"""
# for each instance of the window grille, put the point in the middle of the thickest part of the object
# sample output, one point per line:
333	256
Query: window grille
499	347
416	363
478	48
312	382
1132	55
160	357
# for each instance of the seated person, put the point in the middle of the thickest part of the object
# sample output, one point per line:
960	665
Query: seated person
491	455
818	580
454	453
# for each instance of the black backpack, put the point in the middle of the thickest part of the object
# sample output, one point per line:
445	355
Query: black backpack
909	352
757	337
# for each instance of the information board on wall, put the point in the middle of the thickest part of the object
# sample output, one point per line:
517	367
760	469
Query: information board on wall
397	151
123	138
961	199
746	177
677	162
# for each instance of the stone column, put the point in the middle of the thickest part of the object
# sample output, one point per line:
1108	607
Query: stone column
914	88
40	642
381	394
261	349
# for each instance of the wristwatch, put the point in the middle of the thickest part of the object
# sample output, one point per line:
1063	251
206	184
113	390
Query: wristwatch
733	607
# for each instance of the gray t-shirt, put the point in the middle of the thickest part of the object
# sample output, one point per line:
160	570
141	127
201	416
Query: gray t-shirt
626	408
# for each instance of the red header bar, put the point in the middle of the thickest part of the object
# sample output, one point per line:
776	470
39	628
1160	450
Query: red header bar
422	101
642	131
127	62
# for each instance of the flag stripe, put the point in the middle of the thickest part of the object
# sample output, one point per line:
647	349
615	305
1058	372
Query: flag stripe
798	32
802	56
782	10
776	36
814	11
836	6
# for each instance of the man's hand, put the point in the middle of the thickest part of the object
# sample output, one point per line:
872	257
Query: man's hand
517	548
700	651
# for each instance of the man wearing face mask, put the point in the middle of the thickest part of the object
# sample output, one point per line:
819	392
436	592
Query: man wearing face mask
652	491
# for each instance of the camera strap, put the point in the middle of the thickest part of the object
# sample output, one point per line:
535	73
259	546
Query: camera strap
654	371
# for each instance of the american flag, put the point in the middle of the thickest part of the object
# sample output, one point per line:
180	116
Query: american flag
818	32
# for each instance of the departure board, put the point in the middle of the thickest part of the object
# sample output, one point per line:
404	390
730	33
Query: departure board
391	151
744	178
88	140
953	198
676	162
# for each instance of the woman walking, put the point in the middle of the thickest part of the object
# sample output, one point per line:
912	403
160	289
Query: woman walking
"""
Copy every line above character for character, without changing anything.

— Correct response —
# for each instance of the window grille, put the point in the middle of the thickest part of the object
# sample output, one point per line:
333	256
Query: window grille
499	347
416	363
478	48
312	382
1132	55
160	357
# for each instance of the seated person, put the point in the middle of the thickest part of the object
# sample output, one point per line:
960	665
Query: seated person
491	455
818	580
454	453
# for each instance of the black backpack, put the point in the middle of the thickest part of the object
# sample output, one point per line:
445	355
Query: black backpack
909	352
757	337
# for each instance of the information board on wall, put the point in the middle of the thickest part of the object
# sample output, one point per line:
517	367
760	469
Query: information board on wall
397	151
123	138
961	199
746	177
677	162
# for each instance of the stone column, put the point in the middle of the thickest part of the object
# sample output, one point per line:
1108	607
Query: stone column
914	88
40	642
381	394
261	349
# for each instance of the wristwatch, put the point in the middle of the thickest part of the object
# sample output, one point per line:
1063	251
206	184
113	390
Query: wristwatch
733	607
# for each instance of the gray t-shirt, put the point in the middle of the thickest part of the object
# sample output, one point per line:
160	570
141	127
201	416
Query: gray t-shirt
626	408
# for each instance of the red header bar, put the point in the middle of the thickest part of the object
# sample output, one point per line:
776	470
39	628
1160	450
Query: red header bar
422	101
642	131
127	62
# for each instance of the flag stripe, put the point in the middle of the thickest part of the object
# sample output, one point per line:
647	349
615	305
1058	372
Query: flag stripe
798	32
802	56
782	10
776	36
814	11
836	6
# for each instance of the man's hand, put the point in the middle of the thickest part of the object
# sample output, one point per line:
872	257
Query: man's hand
517	548
700	651
# for each instance of the man wearing face mask, put the point in the middle of the thickest part of the object
# sample output, one point per line:
819	392
436	592
Query: man wearing face mask
652	491
# for each instance of the camera strap, put the point in the middle of the thickest part of the object
# sample output, one point per line:
535	73
259	546
Query: camera strap
654	371
# for each instance of the american flag, put the point in the middle of the thickest part of the object
# sample output, one point per line:
180	116
Query: american flag
818	32
# for each instance of the departure board, put the point in the middle of the thickest part of the object
# sample output, one point per line:
404	390
730	33
Query: departure board
391	151
744	178
88	140
953	198
676	162
# for each instance of the woman walking, put the point in the middle of the thickest part of the object
# sample output, one point per line:
912	403
160	289
Query: woman walking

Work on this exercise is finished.